------ SUPPLIED DATA ------

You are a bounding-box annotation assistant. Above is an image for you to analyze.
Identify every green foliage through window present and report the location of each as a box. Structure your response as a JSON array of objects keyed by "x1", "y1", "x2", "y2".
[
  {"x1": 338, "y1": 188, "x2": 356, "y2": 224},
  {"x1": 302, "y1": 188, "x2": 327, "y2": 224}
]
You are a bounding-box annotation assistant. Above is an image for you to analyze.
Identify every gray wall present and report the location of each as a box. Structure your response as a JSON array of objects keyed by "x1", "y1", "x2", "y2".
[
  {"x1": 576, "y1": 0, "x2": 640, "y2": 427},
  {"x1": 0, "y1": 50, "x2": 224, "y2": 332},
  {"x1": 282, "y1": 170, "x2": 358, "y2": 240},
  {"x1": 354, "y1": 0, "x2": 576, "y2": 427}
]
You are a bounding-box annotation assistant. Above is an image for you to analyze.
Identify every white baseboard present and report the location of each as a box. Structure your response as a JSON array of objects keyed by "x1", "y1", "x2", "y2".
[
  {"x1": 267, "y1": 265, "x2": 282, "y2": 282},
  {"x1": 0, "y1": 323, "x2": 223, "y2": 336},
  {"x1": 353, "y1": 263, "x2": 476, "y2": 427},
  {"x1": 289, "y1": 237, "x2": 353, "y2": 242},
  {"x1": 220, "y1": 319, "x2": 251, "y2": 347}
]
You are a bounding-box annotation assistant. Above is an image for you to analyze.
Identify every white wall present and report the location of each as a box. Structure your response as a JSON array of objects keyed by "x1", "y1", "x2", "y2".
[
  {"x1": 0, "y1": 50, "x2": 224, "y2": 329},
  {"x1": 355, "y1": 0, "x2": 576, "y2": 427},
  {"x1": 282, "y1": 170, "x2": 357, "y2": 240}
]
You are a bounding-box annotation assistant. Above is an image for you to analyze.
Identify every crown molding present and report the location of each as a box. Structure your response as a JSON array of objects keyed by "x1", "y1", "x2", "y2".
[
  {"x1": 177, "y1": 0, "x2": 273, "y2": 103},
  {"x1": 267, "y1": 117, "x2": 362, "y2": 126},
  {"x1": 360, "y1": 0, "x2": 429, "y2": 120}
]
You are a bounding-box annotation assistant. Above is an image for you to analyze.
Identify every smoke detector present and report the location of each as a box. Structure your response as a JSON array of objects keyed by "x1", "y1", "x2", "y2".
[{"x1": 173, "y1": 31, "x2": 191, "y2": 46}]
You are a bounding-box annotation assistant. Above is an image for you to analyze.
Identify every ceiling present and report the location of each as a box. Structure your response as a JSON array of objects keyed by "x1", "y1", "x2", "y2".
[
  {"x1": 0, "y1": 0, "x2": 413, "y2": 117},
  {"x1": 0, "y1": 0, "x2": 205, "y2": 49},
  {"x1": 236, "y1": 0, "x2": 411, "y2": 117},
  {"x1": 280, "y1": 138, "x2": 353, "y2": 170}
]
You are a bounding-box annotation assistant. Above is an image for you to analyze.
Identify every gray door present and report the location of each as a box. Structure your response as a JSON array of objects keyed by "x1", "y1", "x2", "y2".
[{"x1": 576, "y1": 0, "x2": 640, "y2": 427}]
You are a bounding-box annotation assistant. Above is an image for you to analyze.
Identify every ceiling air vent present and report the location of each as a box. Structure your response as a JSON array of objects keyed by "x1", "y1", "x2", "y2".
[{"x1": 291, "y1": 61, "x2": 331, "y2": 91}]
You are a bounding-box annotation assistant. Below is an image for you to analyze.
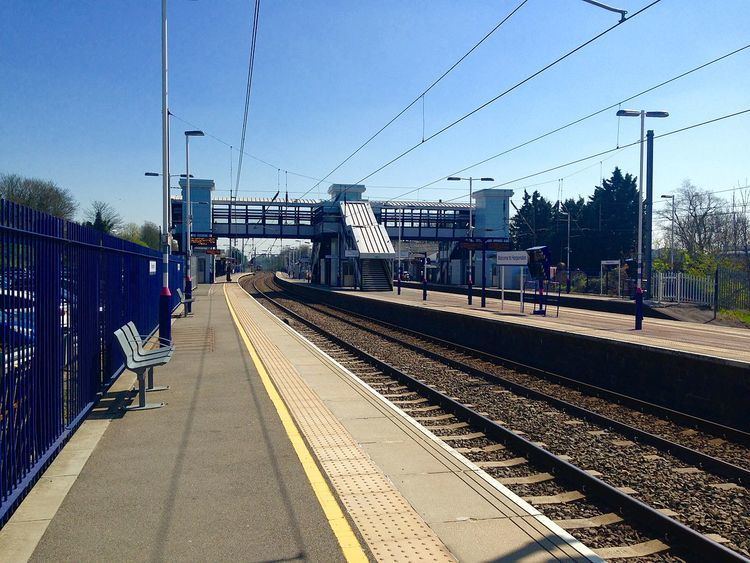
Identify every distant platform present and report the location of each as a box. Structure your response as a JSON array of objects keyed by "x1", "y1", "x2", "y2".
[
  {"x1": 0, "y1": 283, "x2": 600, "y2": 562},
  {"x1": 289, "y1": 280, "x2": 750, "y2": 367}
]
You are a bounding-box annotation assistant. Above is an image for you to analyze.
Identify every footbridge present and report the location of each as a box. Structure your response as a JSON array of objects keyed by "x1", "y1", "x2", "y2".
[{"x1": 172, "y1": 178, "x2": 513, "y2": 290}]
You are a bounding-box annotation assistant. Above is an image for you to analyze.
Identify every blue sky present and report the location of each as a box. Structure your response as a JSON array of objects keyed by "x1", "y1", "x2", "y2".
[{"x1": 0, "y1": 0, "x2": 750, "y2": 231}]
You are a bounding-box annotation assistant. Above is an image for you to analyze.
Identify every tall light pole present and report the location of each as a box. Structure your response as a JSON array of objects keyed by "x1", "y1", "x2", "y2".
[
  {"x1": 396, "y1": 207, "x2": 404, "y2": 295},
  {"x1": 617, "y1": 109, "x2": 669, "y2": 330},
  {"x1": 448, "y1": 176, "x2": 495, "y2": 305},
  {"x1": 143, "y1": 172, "x2": 192, "y2": 238},
  {"x1": 661, "y1": 195, "x2": 674, "y2": 272},
  {"x1": 560, "y1": 204, "x2": 570, "y2": 293},
  {"x1": 159, "y1": 0, "x2": 172, "y2": 346},
  {"x1": 183, "y1": 131, "x2": 204, "y2": 314}
]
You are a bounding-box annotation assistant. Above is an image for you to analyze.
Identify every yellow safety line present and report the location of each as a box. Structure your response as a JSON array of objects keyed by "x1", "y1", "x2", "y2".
[{"x1": 224, "y1": 285, "x2": 368, "y2": 562}]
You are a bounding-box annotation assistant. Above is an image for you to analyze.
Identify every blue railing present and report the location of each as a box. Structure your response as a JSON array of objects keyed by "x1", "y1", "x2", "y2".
[{"x1": 0, "y1": 199, "x2": 184, "y2": 526}]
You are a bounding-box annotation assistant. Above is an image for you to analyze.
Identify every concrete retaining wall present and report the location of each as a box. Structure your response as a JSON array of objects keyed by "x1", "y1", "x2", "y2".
[
  {"x1": 279, "y1": 280, "x2": 750, "y2": 431},
  {"x1": 401, "y1": 281, "x2": 674, "y2": 320}
]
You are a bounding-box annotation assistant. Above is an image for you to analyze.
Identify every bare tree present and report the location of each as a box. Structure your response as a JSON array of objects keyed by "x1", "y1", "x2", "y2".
[
  {"x1": 659, "y1": 180, "x2": 729, "y2": 257},
  {"x1": 0, "y1": 174, "x2": 78, "y2": 220},
  {"x1": 84, "y1": 200, "x2": 123, "y2": 233},
  {"x1": 140, "y1": 221, "x2": 161, "y2": 250}
]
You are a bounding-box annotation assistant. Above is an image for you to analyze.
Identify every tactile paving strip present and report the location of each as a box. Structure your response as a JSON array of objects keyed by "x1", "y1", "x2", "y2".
[{"x1": 227, "y1": 286, "x2": 455, "y2": 562}]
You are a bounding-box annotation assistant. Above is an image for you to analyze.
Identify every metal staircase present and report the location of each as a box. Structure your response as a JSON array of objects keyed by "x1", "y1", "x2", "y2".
[
  {"x1": 360, "y1": 258, "x2": 393, "y2": 291},
  {"x1": 341, "y1": 201, "x2": 396, "y2": 291}
]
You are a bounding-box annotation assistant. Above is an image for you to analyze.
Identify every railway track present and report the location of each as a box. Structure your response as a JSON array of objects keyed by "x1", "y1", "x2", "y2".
[{"x1": 243, "y1": 276, "x2": 748, "y2": 561}]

------

Pull out every line in the rows above that contains the string "ceiling", and copy each one in full.

- RESULT:
Identify every ceiling present and report the location of each as a box. Structure your response as a JSON array of objects keyed by "x1", "y1", "x2", "y2".
Identify every ceiling air vent present and report the location of each as a box. Structure your response as a JSON array of objects keyed by "x1", "y1", "x2", "y2".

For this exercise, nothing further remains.